Entries taken from a collection:
*-*-*
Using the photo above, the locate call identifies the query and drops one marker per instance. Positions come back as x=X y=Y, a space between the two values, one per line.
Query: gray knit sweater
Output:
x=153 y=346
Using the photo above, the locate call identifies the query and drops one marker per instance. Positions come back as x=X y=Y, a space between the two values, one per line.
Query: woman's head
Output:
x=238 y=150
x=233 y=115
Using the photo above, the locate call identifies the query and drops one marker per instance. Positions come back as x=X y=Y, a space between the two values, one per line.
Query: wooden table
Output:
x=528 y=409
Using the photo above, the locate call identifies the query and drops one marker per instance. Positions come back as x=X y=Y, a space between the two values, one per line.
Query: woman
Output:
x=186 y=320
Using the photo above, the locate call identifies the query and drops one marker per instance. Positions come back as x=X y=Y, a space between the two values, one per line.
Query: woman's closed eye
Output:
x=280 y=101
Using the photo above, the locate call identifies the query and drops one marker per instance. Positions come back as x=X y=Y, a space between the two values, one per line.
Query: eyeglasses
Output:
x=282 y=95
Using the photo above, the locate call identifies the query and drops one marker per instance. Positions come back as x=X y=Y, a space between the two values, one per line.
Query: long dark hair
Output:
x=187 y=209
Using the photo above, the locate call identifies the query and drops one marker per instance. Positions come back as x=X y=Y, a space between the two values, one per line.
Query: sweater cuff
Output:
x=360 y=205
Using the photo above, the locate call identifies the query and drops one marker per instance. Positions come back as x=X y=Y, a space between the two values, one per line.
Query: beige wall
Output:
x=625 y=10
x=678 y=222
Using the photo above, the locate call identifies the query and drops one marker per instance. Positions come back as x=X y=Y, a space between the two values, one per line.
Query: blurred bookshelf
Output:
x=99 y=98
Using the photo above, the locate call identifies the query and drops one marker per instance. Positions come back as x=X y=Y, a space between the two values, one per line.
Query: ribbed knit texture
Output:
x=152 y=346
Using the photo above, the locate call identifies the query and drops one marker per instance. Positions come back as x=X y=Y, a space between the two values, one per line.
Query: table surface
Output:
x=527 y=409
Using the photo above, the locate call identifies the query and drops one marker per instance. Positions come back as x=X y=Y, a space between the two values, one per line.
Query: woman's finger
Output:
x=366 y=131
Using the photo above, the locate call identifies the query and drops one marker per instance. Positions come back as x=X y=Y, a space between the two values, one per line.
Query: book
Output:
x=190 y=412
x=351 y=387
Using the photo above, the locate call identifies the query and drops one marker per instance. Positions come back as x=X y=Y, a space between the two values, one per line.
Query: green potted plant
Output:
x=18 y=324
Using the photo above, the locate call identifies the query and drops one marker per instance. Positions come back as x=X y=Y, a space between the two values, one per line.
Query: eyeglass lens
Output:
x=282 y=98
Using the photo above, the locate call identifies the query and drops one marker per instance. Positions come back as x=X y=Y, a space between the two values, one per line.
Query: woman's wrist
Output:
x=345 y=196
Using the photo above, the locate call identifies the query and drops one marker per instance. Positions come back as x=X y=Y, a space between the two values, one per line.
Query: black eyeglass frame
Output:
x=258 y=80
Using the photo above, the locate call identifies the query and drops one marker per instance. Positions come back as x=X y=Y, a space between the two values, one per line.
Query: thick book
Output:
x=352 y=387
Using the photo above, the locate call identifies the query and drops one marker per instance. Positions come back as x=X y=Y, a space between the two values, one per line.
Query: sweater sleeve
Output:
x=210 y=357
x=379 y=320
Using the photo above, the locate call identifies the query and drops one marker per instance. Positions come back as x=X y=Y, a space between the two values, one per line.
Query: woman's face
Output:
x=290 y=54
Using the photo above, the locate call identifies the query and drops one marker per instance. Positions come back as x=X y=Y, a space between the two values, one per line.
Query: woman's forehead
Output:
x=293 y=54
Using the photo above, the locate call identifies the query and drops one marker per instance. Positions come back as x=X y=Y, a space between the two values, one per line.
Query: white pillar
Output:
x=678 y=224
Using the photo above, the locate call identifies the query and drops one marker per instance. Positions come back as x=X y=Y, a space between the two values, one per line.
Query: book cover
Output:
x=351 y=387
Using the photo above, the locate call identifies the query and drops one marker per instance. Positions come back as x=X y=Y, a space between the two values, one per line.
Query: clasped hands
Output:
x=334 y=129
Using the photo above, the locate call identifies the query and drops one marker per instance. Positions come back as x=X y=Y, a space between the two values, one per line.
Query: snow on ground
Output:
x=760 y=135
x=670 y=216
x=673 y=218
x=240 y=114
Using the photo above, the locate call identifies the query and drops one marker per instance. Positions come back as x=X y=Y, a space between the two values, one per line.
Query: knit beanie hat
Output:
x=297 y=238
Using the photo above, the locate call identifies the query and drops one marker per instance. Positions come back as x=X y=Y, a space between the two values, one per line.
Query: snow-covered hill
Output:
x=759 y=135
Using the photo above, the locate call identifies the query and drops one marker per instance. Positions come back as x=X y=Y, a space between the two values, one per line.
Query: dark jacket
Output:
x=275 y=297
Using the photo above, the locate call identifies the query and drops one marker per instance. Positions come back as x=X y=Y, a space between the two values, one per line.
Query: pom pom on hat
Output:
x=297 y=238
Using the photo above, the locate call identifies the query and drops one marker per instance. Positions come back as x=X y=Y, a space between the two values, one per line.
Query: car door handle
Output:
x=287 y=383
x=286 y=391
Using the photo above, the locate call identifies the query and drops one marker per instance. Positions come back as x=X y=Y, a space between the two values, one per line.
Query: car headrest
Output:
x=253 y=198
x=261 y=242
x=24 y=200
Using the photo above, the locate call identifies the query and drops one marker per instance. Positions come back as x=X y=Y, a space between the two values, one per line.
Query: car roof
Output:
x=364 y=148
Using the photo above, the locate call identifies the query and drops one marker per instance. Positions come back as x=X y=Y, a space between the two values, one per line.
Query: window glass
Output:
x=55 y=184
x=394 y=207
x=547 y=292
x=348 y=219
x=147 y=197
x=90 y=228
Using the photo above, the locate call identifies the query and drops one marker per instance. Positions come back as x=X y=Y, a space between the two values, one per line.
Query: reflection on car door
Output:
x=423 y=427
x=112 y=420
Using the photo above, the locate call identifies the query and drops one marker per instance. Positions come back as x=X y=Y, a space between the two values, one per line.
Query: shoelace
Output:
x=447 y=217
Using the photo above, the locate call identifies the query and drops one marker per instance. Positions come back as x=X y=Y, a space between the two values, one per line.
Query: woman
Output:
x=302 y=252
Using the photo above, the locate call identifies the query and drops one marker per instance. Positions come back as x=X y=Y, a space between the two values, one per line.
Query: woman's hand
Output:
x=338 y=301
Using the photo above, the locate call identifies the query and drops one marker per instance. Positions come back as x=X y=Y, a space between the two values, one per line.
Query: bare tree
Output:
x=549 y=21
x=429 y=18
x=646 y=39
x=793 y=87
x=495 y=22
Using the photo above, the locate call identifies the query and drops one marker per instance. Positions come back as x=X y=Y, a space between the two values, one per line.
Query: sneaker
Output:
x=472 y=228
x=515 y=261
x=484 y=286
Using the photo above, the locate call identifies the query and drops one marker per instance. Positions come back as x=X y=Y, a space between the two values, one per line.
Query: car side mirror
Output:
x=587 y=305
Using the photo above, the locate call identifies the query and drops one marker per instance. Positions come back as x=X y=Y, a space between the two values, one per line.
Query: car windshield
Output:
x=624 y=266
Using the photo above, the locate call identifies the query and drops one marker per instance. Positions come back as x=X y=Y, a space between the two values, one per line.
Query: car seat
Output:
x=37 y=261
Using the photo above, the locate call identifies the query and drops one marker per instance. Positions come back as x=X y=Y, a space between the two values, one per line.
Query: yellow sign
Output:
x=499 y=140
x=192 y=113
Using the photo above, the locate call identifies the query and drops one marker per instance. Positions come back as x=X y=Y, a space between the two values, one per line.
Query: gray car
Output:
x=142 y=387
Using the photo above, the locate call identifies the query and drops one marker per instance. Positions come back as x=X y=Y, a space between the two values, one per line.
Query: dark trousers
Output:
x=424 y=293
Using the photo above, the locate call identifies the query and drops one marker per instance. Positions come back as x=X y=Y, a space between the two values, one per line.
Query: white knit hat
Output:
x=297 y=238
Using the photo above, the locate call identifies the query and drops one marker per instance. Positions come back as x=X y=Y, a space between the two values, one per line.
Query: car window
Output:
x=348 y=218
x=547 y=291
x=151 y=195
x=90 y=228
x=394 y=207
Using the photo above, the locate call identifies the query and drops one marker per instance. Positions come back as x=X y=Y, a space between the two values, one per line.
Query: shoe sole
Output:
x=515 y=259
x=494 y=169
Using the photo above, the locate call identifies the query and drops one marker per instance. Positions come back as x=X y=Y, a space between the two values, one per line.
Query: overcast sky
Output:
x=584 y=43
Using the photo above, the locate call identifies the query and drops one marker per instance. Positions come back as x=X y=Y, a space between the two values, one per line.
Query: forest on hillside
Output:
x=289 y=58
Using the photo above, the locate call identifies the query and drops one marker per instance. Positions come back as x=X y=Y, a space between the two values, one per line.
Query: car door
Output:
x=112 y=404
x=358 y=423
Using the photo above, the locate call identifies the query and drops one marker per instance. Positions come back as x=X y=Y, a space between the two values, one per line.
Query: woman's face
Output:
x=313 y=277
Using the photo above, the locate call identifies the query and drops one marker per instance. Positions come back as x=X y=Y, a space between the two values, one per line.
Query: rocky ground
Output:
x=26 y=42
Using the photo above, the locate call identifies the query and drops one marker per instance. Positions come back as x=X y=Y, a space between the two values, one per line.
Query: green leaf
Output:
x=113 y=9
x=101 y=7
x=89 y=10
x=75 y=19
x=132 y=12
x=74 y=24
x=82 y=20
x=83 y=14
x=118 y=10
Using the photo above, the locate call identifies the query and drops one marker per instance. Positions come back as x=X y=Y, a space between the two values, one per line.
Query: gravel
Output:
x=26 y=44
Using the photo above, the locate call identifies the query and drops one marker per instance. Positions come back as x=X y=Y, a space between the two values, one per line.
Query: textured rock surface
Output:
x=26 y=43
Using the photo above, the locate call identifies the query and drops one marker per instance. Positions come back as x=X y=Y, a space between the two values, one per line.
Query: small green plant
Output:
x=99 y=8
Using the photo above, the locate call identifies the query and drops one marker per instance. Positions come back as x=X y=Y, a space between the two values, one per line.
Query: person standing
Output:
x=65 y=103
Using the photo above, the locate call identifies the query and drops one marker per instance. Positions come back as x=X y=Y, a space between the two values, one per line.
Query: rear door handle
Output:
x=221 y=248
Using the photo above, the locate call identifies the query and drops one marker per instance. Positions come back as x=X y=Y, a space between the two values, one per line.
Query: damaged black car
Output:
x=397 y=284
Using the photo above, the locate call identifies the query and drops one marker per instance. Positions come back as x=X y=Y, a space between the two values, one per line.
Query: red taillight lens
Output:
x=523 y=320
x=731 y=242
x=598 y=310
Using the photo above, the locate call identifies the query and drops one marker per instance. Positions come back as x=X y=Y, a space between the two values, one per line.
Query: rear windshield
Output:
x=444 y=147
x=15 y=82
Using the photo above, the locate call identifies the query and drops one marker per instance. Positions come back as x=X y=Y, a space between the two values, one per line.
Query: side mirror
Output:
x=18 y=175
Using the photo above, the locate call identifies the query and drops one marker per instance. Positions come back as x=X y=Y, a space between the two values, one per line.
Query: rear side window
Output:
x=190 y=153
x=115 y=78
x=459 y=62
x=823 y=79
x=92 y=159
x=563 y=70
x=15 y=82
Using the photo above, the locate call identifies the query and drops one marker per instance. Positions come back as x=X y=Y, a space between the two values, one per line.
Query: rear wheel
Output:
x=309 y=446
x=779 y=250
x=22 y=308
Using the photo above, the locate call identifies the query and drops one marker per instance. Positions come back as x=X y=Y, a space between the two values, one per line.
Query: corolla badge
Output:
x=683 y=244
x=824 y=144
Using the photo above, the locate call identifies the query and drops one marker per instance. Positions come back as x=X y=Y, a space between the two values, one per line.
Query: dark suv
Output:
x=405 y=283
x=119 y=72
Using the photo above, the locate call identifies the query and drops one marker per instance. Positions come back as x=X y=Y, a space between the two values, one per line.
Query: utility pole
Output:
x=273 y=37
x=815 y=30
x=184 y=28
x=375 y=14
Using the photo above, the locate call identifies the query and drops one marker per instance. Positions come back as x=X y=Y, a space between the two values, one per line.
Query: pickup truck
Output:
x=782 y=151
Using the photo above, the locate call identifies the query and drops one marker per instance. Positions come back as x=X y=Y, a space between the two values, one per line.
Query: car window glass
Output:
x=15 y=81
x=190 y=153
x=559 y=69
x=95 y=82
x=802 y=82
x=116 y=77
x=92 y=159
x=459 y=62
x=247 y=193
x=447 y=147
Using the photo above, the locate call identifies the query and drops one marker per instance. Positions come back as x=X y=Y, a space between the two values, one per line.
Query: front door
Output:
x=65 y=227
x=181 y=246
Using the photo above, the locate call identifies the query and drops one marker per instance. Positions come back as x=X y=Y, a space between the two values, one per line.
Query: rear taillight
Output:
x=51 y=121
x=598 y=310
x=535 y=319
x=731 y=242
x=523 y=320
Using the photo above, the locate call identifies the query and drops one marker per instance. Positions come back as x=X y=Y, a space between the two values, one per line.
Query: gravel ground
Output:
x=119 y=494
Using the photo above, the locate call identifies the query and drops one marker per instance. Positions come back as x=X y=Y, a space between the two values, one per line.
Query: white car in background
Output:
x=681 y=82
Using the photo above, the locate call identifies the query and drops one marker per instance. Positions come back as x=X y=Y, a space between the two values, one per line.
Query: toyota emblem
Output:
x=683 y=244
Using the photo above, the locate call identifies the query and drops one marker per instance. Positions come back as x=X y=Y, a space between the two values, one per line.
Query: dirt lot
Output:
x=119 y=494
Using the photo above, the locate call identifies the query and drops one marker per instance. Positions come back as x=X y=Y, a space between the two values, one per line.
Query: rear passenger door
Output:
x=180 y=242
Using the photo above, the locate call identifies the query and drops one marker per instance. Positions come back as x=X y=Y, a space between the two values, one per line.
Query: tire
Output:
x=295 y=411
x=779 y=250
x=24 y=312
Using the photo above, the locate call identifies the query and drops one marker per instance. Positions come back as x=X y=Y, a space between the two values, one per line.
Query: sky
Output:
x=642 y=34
*-*-*
■ Try it:
Search term "white": return each line of the data that contains it.

■ Answer to the exercise:
Query: white pillar
Query: white knit hat
Query: white car in background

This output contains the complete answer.